BEGIN
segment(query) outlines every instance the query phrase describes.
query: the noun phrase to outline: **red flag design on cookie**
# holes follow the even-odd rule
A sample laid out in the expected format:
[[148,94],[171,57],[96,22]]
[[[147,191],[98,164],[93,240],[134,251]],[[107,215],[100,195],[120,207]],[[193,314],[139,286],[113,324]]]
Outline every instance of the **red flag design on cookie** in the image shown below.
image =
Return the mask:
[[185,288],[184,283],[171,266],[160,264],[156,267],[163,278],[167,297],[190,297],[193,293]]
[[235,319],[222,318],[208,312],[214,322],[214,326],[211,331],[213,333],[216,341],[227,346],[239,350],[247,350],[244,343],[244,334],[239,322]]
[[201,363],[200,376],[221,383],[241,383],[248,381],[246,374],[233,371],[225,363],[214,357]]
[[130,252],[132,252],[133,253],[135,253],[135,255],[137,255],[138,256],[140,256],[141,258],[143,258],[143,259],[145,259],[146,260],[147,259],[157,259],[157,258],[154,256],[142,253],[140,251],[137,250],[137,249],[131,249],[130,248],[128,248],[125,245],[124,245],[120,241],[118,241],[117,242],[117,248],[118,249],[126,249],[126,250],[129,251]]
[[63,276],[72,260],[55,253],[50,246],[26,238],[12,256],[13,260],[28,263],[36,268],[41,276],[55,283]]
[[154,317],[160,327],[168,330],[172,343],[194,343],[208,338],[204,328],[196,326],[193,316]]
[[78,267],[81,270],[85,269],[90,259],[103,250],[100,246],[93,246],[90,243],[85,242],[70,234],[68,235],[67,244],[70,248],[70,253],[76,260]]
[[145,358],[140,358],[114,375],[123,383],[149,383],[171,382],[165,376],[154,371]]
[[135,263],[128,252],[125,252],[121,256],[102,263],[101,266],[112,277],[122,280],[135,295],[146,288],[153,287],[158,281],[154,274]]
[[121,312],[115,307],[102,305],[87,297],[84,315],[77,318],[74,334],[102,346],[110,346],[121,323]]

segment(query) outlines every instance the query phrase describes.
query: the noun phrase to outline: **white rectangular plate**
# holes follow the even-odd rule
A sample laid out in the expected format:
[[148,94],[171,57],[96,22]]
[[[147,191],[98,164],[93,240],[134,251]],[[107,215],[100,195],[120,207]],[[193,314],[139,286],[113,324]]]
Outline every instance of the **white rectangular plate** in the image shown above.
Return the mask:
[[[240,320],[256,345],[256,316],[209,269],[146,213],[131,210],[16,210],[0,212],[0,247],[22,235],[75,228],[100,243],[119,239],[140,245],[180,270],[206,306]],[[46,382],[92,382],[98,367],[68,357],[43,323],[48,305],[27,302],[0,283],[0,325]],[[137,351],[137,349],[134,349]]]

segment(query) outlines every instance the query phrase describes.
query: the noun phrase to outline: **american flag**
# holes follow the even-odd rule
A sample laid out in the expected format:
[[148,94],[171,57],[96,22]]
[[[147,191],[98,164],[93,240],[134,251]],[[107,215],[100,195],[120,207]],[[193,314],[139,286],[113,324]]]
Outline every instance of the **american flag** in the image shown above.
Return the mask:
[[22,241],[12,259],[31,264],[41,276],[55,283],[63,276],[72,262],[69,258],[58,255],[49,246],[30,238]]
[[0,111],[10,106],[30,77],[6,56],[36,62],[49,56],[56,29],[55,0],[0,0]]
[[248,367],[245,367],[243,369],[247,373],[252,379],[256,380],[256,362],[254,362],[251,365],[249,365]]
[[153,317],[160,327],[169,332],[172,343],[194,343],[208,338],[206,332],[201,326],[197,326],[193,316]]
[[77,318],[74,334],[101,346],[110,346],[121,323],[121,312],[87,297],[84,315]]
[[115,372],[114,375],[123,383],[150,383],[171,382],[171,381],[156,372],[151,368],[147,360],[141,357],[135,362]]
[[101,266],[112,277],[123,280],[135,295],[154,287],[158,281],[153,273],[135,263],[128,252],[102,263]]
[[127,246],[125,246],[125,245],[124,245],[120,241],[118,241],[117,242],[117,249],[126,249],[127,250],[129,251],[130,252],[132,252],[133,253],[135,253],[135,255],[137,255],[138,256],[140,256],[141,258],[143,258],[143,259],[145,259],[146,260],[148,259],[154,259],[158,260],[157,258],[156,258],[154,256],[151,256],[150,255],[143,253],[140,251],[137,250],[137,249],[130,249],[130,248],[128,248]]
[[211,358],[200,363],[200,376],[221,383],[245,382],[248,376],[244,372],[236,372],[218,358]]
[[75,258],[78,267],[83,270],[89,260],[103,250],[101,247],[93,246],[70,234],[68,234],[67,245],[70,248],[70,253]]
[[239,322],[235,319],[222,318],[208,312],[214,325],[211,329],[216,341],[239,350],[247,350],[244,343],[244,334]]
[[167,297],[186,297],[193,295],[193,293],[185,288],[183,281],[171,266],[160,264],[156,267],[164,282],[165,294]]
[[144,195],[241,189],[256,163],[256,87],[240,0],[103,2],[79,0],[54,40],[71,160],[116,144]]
END
* _TASK DETAILS_
Find each line of the entries above that contains the word "white" and copy those lines.

* _IN RESPONSE_
query: the noun phrase to outline: **white rectangular plate**
Outline every instance of the **white rectangular plate** in the image shown above.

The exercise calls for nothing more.